── TESTO CITATO

"Figli
del vento"
di
Lorenzo Spagnolo
Venerdi
25 Marzo 2005, a Brindisi, presso la libreria Camera a Sud, in Largo
Otranto, è stata inaugurata la mostra fotografica "Figli
del vento" dedicata al raduno annuale dei Gitani in Camargue, realizzata
da Lorenzo Spagnolo, in collaborazione con Lele Amoruso.
Dopo Brindisi la mostra sarà presentata a Bologna nel mese di
settembre.
Ogni fotografia è un certificato di presenza.
Roland Barthes
Alle SANTE MARIE DEL MARE ogni 24 di maggio si ritrovano dal 1946, in
migliaia, Gitani, Manouches, Rom, Sinti o come vi piace di chiamarli.
Nella cittadina della Camargue, mediterraneo francese, perché lì
ci sono le loro due Sante Marie insieme alla loro protettrice Santa Sara,
detta anche Sara la Nera. Maria di Giacobbe, presunta sorella della Madonna,
e Maria Salomé vi arrivarono dalle terre di Palestina con Maria
di Magdala, Lazzaro ed altri cristiani iniziando l’evangelizzazione
del sud francese.
Anche Sara, forse domestica delle due Marie, si imbarcò fortunosamente
sulla navicella, senza remi né vele, camminando, secondo il leggendario,
sulle acque con l’ausilio di un mantello steso opportunamente per
Lei dall’imbarcazione. In lingua tzigana Sara la nera, cioè
Sara-la-kali, significa sia gitana che nera.
Da ciò la tradizione di festeggiare le feste gitane a Saintes Marie
de la Mer, toponimo attestato dal 1839, con il rito culminante della processione
che vede la discesa in mare del simulacro di Santa Sara, scortata dai
gardians, cavalieri camarguensi, e da un colorato folcloristico corteo,
con i portatori che s’immergono nelle acque per ricordare la tradizione
della Santa venuta dal mare, portatrice della nuova fede, e rinnovare
l’unione mistica tra terra e mare e il mito fondativo.
Da circa due secoli la cittadina è meta di pellegrinaggi delle
genti nomadi sparse per l’Europa. La Camargue, terra di tori è
stata ospitale con i figli del vento, popolo che non si è mai ristretto
nei confini di uno Stato. Abili commercianti, domatori di cavalli, artigiani
di metalli e pentole, suonatori alle feste e giostrai itineranti, venditori
di merceria porta a porta, artigiani del rame e capaci di leggere la mano
e fondi di bevande. Alcuni uomini portano i baffi e le donne portano gioielli
che rappresentano il “tesoro” del gruppo e vestono abiti colorati,
gonne lunghe, fazzoletti annodati sul capo quando si maritano. Molte di
esse, con bambini appesi al collo, fanno dell’accattonaggio il loro
mestiere.

────

● **CONSEGNA 1**:
Secondo il testo citato, in quale città e in quale mese sarà presentata la mostra dopo Brindisi?

── RECORD RIPORTATI

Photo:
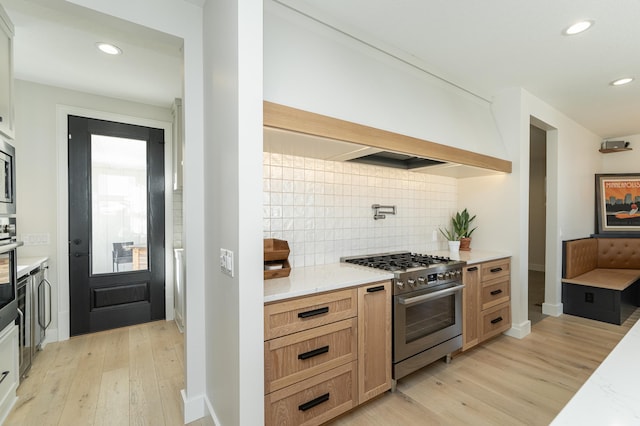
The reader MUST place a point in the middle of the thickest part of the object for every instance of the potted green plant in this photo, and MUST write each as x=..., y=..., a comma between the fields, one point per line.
x=452, y=237
x=461, y=223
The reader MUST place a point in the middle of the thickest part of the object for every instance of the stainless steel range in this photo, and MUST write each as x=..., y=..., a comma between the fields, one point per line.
x=427, y=306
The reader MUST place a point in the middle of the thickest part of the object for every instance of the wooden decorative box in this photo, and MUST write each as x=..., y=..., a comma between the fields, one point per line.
x=276, y=263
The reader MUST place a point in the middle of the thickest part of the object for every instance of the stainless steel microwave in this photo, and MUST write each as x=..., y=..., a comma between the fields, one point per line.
x=7, y=178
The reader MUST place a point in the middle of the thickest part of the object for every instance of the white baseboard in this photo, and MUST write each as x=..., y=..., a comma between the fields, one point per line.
x=212, y=412
x=519, y=331
x=194, y=408
x=553, y=310
x=51, y=336
x=63, y=326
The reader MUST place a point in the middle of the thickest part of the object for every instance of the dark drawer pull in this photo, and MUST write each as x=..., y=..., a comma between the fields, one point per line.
x=314, y=312
x=315, y=352
x=309, y=405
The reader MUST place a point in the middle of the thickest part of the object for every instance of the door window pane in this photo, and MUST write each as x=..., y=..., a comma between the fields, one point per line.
x=118, y=204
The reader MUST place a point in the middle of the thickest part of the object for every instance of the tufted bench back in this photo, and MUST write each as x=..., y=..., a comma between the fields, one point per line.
x=620, y=253
x=580, y=256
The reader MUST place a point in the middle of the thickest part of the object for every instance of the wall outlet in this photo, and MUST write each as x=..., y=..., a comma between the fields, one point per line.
x=35, y=239
x=226, y=262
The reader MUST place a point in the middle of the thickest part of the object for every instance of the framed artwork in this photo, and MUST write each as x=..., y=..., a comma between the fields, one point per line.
x=617, y=203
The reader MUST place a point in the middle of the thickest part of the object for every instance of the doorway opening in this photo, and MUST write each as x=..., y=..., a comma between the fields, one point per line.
x=537, y=221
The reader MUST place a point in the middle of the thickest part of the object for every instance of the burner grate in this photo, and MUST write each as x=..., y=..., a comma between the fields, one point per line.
x=398, y=261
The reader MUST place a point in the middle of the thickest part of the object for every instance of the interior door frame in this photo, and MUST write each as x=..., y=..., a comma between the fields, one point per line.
x=62, y=112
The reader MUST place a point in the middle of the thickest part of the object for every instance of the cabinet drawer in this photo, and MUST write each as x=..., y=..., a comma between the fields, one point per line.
x=299, y=356
x=290, y=316
x=495, y=320
x=315, y=400
x=8, y=361
x=495, y=293
x=496, y=269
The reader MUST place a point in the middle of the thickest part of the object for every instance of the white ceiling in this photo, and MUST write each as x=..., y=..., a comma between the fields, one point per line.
x=481, y=46
x=486, y=46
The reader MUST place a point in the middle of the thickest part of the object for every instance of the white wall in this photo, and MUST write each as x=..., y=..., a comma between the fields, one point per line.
x=323, y=208
x=37, y=172
x=572, y=160
x=233, y=208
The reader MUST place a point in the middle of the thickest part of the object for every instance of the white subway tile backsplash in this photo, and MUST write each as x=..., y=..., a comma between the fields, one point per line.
x=323, y=208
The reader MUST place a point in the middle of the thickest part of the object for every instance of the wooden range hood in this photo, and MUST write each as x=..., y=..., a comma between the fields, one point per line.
x=285, y=118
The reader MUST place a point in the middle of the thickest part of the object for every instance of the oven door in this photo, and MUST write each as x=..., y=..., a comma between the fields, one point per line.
x=426, y=318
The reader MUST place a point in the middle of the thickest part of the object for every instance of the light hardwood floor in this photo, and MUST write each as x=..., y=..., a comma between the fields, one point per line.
x=127, y=376
x=132, y=376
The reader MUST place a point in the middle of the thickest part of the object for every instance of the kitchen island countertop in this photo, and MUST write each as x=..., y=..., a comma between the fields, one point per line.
x=320, y=278
x=610, y=396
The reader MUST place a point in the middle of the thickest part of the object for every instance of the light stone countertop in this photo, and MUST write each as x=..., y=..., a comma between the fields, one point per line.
x=316, y=279
x=28, y=264
x=472, y=256
x=610, y=396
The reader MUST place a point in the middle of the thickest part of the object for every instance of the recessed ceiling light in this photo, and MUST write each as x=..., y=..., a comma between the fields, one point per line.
x=621, y=81
x=108, y=48
x=578, y=27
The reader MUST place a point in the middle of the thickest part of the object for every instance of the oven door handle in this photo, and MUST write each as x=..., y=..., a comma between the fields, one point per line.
x=429, y=296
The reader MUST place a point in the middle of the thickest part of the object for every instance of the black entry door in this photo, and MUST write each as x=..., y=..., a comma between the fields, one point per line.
x=116, y=224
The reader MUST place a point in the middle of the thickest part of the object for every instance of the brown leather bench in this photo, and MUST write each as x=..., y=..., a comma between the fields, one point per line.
x=600, y=278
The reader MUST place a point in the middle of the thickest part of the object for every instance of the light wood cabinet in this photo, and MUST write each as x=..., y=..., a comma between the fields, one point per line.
x=327, y=353
x=486, y=301
x=8, y=369
x=374, y=340
x=6, y=75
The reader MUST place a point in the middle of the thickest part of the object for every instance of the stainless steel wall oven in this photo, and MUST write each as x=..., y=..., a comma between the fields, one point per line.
x=7, y=178
x=8, y=302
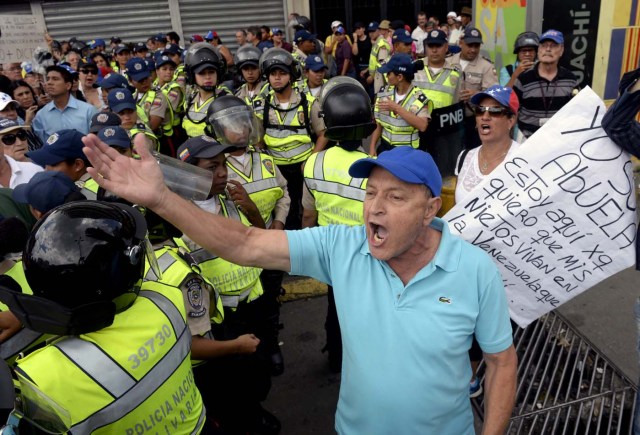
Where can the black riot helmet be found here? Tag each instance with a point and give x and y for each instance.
(278, 58)
(247, 55)
(346, 110)
(84, 262)
(231, 121)
(200, 56)
(526, 39)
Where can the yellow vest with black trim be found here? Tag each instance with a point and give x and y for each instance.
(261, 184)
(176, 113)
(289, 145)
(142, 128)
(374, 62)
(338, 196)
(24, 340)
(235, 283)
(441, 89)
(147, 101)
(131, 377)
(395, 130)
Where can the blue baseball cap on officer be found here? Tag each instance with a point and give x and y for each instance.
(314, 63)
(405, 163)
(402, 35)
(137, 69)
(399, 63)
(373, 26)
(115, 137)
(62, 145)
(114, 80)
(436, 37)
(45, 191)
(552, 35)
(304, 35)
(120, 99)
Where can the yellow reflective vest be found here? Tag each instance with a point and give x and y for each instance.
(131, 377)
(338, 196)
(261, 184)
(235, 283)
(395, 130)
(288, 141)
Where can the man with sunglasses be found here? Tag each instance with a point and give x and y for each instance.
(13, 172)
(478, 73)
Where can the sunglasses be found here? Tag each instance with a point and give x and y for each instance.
(10, 139)
(493, 111)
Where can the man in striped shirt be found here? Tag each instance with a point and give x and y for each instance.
(545, 88)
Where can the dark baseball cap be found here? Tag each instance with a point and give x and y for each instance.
(45, 191)
(120, 99)
(115, 137)
(202, 147)
(60, 146)
(405, 163)
(102, 120)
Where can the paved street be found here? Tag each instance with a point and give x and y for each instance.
(305, 397)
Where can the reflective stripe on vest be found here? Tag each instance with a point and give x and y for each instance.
(261, 185)
(395, 129)
(338, 196)
(128, 393)
(227, 278)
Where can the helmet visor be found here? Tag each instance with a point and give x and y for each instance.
(236, 126)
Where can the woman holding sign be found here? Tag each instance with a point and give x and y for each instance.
(496, 111)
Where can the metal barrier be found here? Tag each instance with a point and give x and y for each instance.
(565, 384)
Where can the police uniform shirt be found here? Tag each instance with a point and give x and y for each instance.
(244, 165)
(316, 122)
(477, 75)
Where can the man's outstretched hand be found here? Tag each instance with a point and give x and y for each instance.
(138, 181)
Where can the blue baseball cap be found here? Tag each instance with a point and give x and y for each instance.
(62, 145)
(120, 99)
(552, 35)
(402, 35)
(372, 26)
(503, 95)
(115, 137)
(103, 119)
(314, 63)
(163, 59)
(436, 37)
(171, 49)
(137, 69)
(472, 35)
(399, 63)
(405, 163)
(45, 191)
(304, 35)
(114, 80)
(97, 43)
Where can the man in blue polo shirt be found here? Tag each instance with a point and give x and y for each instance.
(64, 111)
(409, 295)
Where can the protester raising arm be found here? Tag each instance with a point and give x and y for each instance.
(141, 182)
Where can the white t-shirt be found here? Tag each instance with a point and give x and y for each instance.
(21, 172)
(470, 176)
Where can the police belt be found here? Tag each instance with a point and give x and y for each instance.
(449, 119)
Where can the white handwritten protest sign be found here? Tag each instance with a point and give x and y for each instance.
(19, 36)
(559, 216)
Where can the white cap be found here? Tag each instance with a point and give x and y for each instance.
(5, 100)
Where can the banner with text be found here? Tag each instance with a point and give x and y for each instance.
(20, 35)
(559, 216)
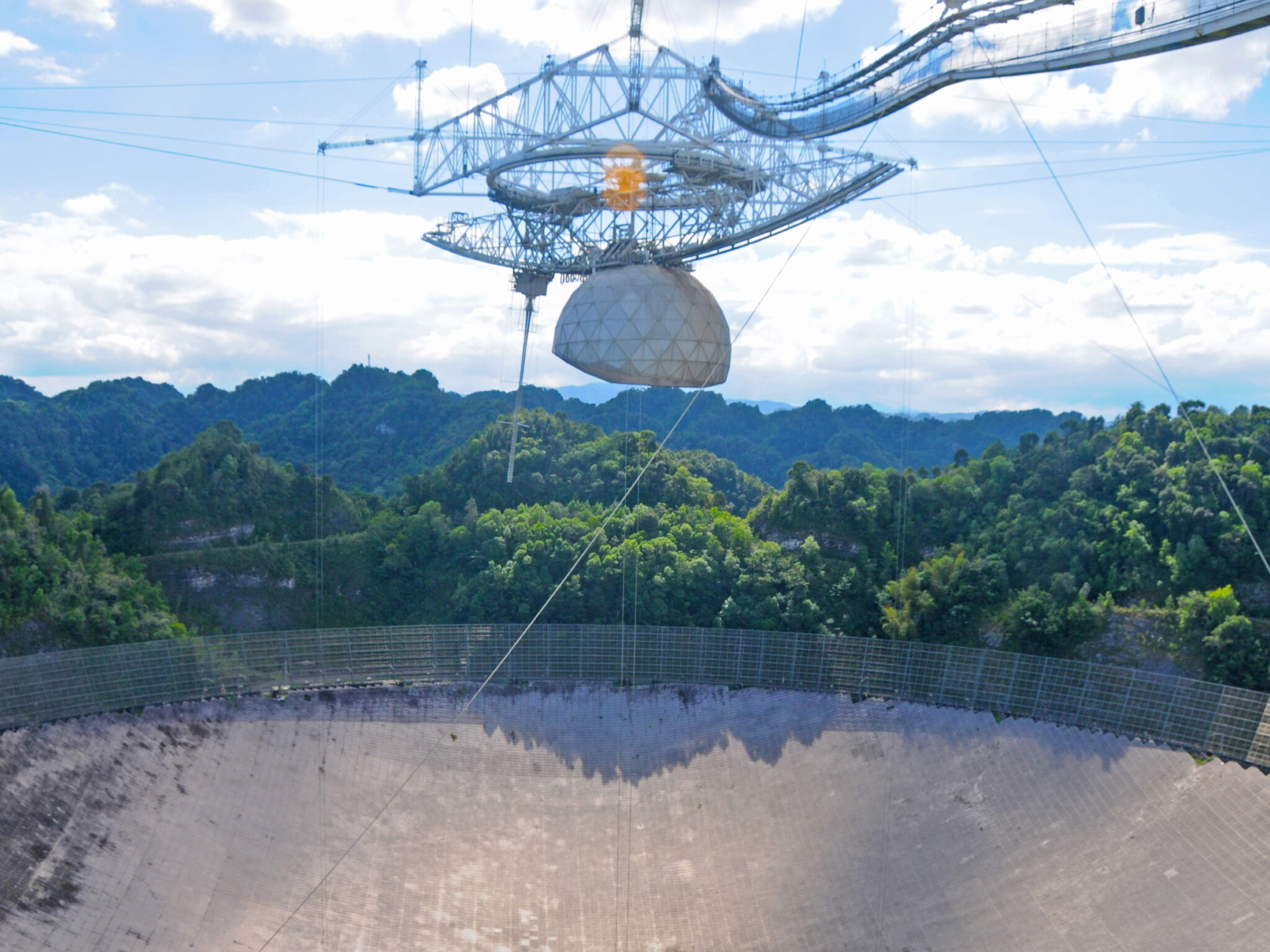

────

● **CONSEGNA 2**:
Estrai dai record ogni riga che contiene la stringa "sunglasses". Maiuscole e minuscole contano.

● **RISPOSTA 1**:
A Bologna, nel mese di settembre.

● **RISPOSTA 2**:
Where can the man with sunglasses be found here? Tag each instance with a point and give x and y for each instance.
Where can the sunglasses be found here? Tag each instance with a point and give x and y for each instance.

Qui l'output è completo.